Document extract.
- - -

= Natural Progression Series =

Annual independent wrestling tournament by Progress Wrestling

Natural Progression Series was a professional wrestling tournament produced by Progress Wrestling, annually since 2012. The tournament showcased upstart rising wrestlers from the United Kingdom. The winner received a championship match of their choosing at any time and any place. The winner also got to name a participant of their choosing in the next Natural Progression Series.

==List of winners==

| # | Winner | Tournament Final |  |  | Runner-up | Ref |
| Event | Date | Location |
| I | Mark Andrews | Chapter Ten: Glory Follows Virtue As If It Were Its Shadow | 24 November 2013 | London, England | Paul Robinson |  |
| II | Morgan Webster | Chapter 17: Harder, Better, Faster, Stronger | 25 January 2015 | Zack Gibson |  |
| III | William Eaver | Chapter 29: Practically PROGRESS In Every Way | 24 April 2016 | Damon Moser |  |
| IV | Toni Storm | Chapter 49: Super Strong Style 16 | 28 May 2017 | Jinny |  |
Laura Di Matteo
| V | Mark Davis | Chapter 72: Got Got Need | 24 June 2018 | Chris Ridgeway |  |
| VI | Scotty Davis | Natural Progression Series 6 | 14 September 2019 | Danny Duggan |  |
| VII | Luke Jacobs | Chapter 105: Bring the Thunder | 27 February 2021 | Warren Banks |  |
| 8 | Ricky Knight Jr. | Chapter 146: They Think It's All Over... | 27 November 2022 | Tate Mayfairs |  |

===Championship opportunity===
 – Championship victory
 – Tournament was for a championship
 – Championship match loss

| # | Winner | Championship | Event | Date | Result | Ref |
| 1 | Mark Andrews | Progress Championship | Chapter Ten: Glory Follows Virtue As If It Were Its Shadow | 24 November 2013 | Defeated Rampage Brown. |  |
| 2 | Morgan Webster | Chapter 24: Hit The North | 6 December 2015 | Defeated Will Ospreay and Zack Gibson in a three-way match. |  |
| 3 | Pastor William Eaver | Progress World Championship | Chapter 32: 5000 To 1 | 26 June 2016 | Defeated Marty Scurll. |  |
| 4 | Toni Storm | Inaugural Progress Women's Championship | Chapter 49: Super Strong Style 16 Night 2 | 28 May 2017 | Defeated Jinny and Laura Di Matteo in a three-way match in the Natural Progression Series IV final. |  |
| 5 | Mark Davis | Progress Tag Team Championship | Chapter 87: Breadknife | 31 March 2019 | Aussie Open (Mark Davis and Kyle Fletcher) defeated The Swords of Essex (Will Ospreay and Paul Robinson) in a ladder match. |  |
| 6 | Scotty Davis | Chapter 95: Still Chasing | 15 September 2019 | Scotty Davis and Jordan Devlin defeated Grizzled Young Veterans (James Drake and Zack Gibson) and Aussie Open (Mark Davis and Kyle Fletcher) in a three-way tag team match. |  |
| 7 | Luke Jacobs | Progress World Championship | Chapter 106: Stick A Pony In Me Pocket | 13 March 2021 | Lost to Cara Noir. |  |
| 8 | Ricky Knight Jr. | Progress Atlas Championship | Chapter 150: When The Man Comes Around | 26 February 2023 | Defeated Big Damo. |  |

==Tournament history==
===Natural Progression Series I===
The inaugural Natural Progression Series took place from 25 November 2012 to 24 November 2013 across various Progress Wrestling events. The inaugural winner was Mark Andrews.

- - -

Set of tasks.
- a) Condense the paragraph of the Natural Progression Series article that begins "Natural Progression Series was a professional wrestling tournament" into a bulleted list that keeps its main facts.
- b) Resume the Natural Progression Series article after its final sentence, carrying the tournament history forward in the same style.

Records.
- - -

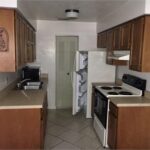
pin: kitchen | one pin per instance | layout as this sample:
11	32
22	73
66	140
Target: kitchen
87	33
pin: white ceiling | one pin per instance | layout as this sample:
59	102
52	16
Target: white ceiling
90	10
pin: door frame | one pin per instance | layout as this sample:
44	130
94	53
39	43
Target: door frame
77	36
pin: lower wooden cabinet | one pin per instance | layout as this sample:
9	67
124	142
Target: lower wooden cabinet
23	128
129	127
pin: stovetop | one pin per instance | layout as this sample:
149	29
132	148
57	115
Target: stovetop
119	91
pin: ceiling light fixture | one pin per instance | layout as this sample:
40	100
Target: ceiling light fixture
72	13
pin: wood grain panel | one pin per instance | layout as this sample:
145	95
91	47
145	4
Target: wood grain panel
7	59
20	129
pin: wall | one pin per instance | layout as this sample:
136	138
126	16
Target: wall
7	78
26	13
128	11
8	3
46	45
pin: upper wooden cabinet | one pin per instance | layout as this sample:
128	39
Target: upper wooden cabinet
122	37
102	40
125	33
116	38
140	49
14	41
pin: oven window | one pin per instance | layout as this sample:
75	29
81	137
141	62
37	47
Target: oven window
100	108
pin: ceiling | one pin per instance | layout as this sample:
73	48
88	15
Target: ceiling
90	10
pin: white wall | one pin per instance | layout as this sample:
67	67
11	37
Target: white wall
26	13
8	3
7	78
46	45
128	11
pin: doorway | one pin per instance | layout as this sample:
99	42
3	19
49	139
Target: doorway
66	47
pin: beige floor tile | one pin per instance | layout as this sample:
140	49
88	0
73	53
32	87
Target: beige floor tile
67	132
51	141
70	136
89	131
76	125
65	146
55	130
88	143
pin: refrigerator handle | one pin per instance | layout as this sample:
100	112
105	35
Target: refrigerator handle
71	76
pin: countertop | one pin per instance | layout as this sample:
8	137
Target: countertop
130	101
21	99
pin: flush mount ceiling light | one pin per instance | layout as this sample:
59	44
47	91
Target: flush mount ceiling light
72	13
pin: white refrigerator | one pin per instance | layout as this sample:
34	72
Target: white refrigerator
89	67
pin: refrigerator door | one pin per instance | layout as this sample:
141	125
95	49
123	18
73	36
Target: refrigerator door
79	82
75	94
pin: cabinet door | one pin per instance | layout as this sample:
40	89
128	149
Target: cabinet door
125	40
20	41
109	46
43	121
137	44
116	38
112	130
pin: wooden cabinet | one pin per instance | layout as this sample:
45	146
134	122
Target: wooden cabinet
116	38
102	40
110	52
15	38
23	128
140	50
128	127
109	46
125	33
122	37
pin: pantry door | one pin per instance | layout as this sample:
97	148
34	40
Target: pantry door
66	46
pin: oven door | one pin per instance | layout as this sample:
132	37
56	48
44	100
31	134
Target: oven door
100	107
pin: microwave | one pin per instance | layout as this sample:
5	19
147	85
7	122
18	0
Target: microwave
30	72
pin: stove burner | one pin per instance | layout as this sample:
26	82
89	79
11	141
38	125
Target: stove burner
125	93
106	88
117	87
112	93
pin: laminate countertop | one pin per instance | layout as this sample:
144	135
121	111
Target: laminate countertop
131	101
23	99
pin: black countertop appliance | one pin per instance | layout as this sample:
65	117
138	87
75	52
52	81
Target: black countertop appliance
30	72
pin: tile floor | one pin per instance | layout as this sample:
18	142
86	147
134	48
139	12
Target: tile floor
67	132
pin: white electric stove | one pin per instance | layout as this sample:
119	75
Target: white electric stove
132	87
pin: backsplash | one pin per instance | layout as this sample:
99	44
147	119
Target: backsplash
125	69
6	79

- - -

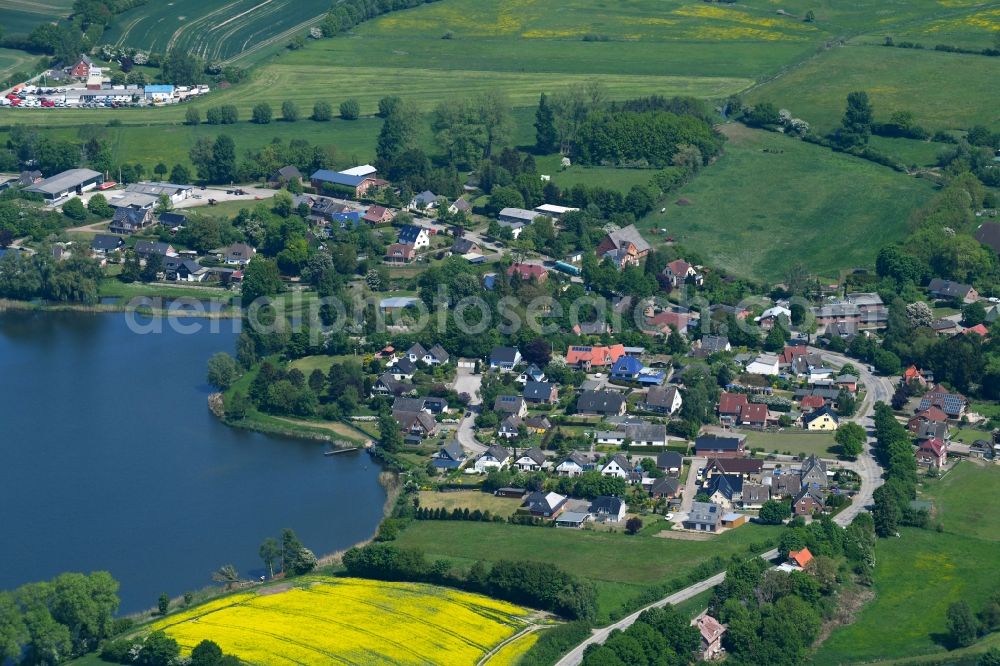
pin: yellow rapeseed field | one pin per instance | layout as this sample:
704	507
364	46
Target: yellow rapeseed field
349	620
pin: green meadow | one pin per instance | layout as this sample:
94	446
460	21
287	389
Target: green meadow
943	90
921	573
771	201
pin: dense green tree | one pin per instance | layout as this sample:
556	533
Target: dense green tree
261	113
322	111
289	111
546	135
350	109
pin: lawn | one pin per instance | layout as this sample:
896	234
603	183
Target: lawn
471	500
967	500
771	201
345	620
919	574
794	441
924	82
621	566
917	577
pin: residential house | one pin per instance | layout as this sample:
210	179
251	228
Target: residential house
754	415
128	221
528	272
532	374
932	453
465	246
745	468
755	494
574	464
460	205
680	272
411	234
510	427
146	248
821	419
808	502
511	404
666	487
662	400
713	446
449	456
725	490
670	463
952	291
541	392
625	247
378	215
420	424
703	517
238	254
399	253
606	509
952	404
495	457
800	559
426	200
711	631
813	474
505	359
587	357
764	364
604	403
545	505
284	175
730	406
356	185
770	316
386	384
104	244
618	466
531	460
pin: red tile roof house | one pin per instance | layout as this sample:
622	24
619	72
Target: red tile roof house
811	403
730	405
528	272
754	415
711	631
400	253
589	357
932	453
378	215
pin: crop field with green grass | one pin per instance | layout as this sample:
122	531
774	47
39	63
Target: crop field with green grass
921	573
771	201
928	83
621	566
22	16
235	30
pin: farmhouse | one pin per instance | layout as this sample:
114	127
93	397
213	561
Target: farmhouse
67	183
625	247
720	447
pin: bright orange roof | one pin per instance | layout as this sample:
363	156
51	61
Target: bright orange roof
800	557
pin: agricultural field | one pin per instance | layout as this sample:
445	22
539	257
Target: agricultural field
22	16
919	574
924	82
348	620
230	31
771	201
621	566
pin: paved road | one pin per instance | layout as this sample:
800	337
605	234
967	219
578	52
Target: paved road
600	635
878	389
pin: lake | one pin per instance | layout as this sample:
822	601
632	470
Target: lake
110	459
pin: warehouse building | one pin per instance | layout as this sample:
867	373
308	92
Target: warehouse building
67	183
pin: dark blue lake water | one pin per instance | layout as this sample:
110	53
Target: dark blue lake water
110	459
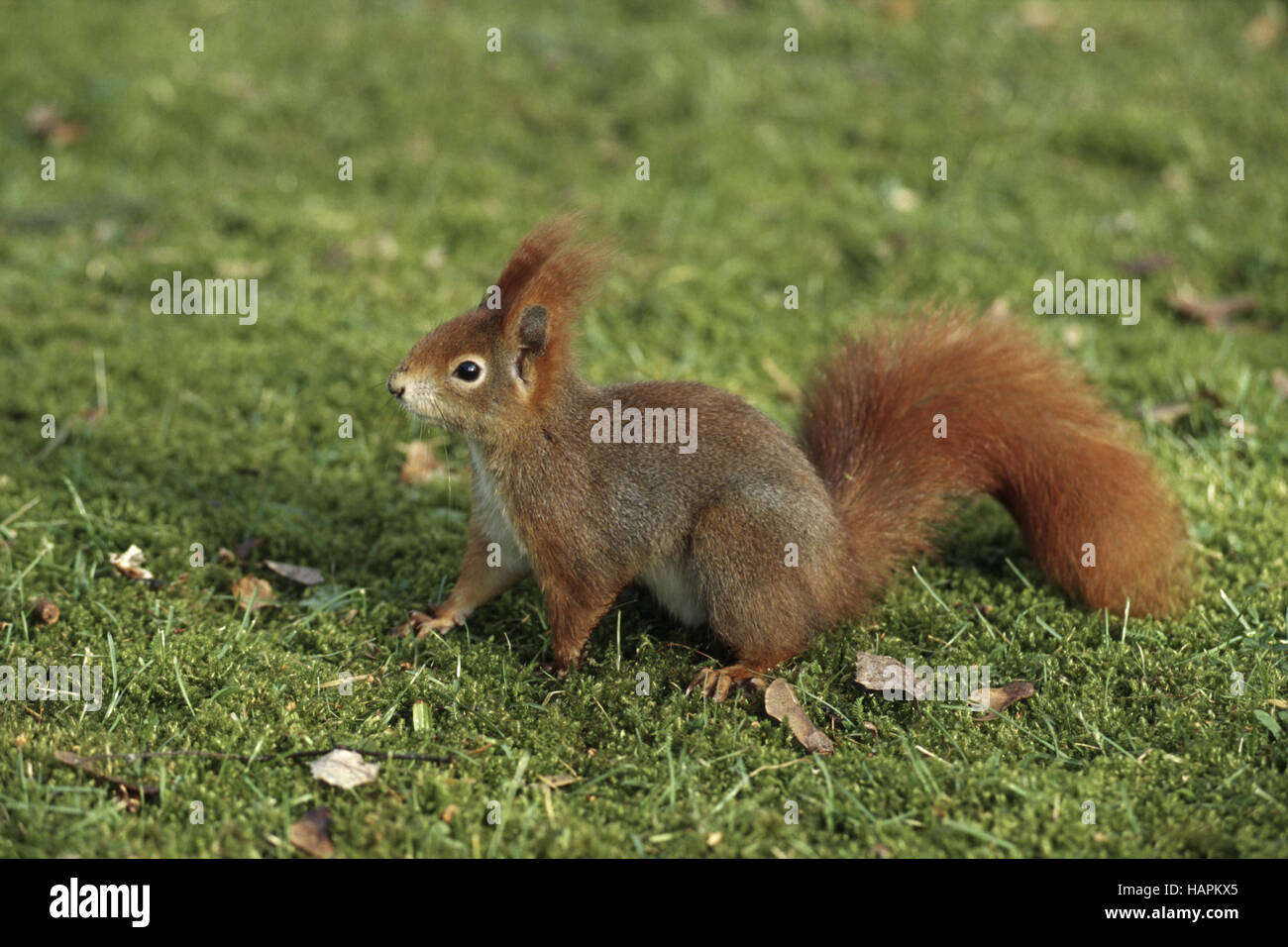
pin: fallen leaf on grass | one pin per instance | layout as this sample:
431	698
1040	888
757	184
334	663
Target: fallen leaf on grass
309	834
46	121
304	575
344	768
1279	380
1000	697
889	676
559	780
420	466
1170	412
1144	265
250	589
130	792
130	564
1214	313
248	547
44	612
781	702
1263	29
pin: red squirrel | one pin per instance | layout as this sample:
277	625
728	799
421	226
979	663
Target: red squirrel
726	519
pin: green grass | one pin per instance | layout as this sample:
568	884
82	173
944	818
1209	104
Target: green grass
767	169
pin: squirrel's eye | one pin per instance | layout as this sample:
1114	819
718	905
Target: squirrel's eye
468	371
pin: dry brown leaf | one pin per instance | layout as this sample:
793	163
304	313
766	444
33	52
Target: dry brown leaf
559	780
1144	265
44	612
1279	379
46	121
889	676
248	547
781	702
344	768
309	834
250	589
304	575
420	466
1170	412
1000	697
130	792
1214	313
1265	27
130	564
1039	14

- - -

Outputs.
- a)
- Professional wrestling tournament produced by Progress Wrestling, held annually since 2012
- Showcased rising wrestlers from the United Kingdom
- Winner received a championship match of their choosing, at any time and place
- Winner also named a participant of their choosing for the next Natural Progression Series

- b)
===Natural Progression Series II===
The second edition of the tournament took place from 26 January 2014 to 25 January 2015 across various Progress Wrestling events. The winner of the tournament was Morgan Webster.

===Natural Progression Series III===
The third edition of the tournament took place from 26 July 2015 to 24 April 2016 across various Progress Wrestling events. The winner of the tournament was William Eaver.

===Natural Progression Series IV===
This tournament was held to crown the inaugural PROGRESS Women's Champion. This was the only edition of the tournament to feature female participants. Toni Storm was the winner.

===Natural Progression Series V===
The fifth edition of the tournament took place from 28 January to 24 June 2018 across various Progress Wrestling events. The winner of the tournament was Mark Davis.

===Natural Progression Series VI===
The sixth edition of the tournament was the first and only edition held in one event, the Natural Progression Series 6 event, on 14 September 2019 at the Electric Ballroom in London, England. The winner of the tournament was Scotty Davis.

===Natural Progression Series VII===
The seventh edition of the tournament took place in February 2021 at Theatre Peckham in London, England. The first round took place at Chapter 104: Natural Progression on 20 February, while the semifinals and final took place at Chapter 105: Bring the Thunder on 27 February. The winner of the tournament was Luke Jacobs.

===Natural Progression Series 8===
The eighth edition of the tournament took place from 27 September to 27 November 2022 across various Progress Wrestling events. The winner of the tournament was Ricky Knight Jr..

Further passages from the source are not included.